# [Task input]

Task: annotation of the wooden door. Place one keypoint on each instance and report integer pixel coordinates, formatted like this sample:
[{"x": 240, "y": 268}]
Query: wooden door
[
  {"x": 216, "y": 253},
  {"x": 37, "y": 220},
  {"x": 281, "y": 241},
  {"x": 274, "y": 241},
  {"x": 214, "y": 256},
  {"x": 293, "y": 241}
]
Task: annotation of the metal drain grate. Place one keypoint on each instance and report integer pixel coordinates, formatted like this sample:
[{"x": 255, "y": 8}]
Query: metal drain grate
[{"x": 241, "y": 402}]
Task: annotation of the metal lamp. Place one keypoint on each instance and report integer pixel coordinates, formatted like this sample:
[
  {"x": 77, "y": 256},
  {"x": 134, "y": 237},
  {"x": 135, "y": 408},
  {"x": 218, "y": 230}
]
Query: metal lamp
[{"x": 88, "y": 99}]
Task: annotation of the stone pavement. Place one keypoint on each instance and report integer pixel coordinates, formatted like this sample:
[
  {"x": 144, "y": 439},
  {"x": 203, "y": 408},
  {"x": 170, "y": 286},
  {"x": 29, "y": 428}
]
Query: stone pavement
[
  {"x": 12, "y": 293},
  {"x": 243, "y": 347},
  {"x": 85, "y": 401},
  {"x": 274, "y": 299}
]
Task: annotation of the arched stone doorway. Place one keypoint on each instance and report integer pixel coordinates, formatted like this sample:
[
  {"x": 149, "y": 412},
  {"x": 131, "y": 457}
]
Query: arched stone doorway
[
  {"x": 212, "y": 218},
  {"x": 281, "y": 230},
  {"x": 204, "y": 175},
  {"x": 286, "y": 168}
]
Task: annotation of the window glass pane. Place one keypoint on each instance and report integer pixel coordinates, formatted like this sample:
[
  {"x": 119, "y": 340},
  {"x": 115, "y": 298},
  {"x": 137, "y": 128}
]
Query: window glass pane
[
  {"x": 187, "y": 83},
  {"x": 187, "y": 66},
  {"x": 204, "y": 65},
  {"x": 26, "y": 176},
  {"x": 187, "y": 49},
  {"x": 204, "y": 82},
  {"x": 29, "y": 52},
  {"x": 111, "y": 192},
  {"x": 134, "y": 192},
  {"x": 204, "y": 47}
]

# [Set exercise]
Duplicate all of the rows above verbatim, keeping every character and line break unchanged.

# [Task answer]
Task: annotation of the wooden door. Place one keypoint on each instance and report integer pixel coordinates, formatted like this sample:
[{"x": 240, "y": 268}]
Query: wooden door
[
  {"x": 216, "y": 253},
  {"x": 37, "y": 220},
  {"x": 281, "y": 241},
  {"x": 274, "y": 241},
  {"x": 214, "y": 256},
  {"x": 293, "y": 241}
]
Task: annotation of the metal drain grate. Place one keypoint on each instance and report integer pixel coordinates, formatted like this sample:
[{"x": 255, "y": 8}]
Query: metal drain grate
[{"x": 241, "y": 402}]
Task: annotation of the metal lamp. Place one keypoint on each instance and report integer pixel coordinates, formatted like this sample:
[
  {"x": 77, "y": 256},
  {"x": 134, "y": 237},
  {"x": 135, "y": 408},
  {"x": 218, "y": 230}
]
Query: metal lamp
[{"x": 88, "y": 99}]
Task: annotation of the stone pavement. Place one keypoint on each instance and report integer pixel coordinates, formatted like this sample:
[
  {"x": 144, "y": 439},
  {"x": 203, "y": 408},
  {"x": 170, "y": 286},
  {"x": 29, "y": 428}
]
Query: stone pavement
[
  {"x": 12, "y": 293},
  {"x": 243, "y": 347},
  {"x": 85, "y": 401},
  {"x": 274, "y": 299}
]
Task: annotation of the arched stone doorway. Place one keypoint on each instance and report integer pixel coordinates, formatted like this sample:
[
  {"x": 149, "y": 412},
  {"x": 131, "y": 457}
]
Query: arched stone doorway
[
  {"x": 212, "y": 218},
  {"x": 281, "y": 230},
  {"x": 204, "y": 175},
  {"x": 286, "y": 168}
]
Task: annotation of the window glass pane. Place one keypoint on each instance and report integer pixel coordinates, formatted like this sample:
[
  {"x": 119, "y": 340},
  {"x": 115, "y": 298},
  {"x": 137, "y": 128}
]
Query: window glass pane
[
  {"x": 187, "y": 83},
  {"x": 187, "y": 66},
  {"x": 204, "y": 65},
  {"x": 26, "y": 176},
  {"x": 187, "y": 49},
  {"x": 204, "y": 82},
  {"x": 29, "y": 52},
  {"x": 111, "y": 192},
  {"x": 134, "y": 192},
  {"x": 204, "y": 47}
]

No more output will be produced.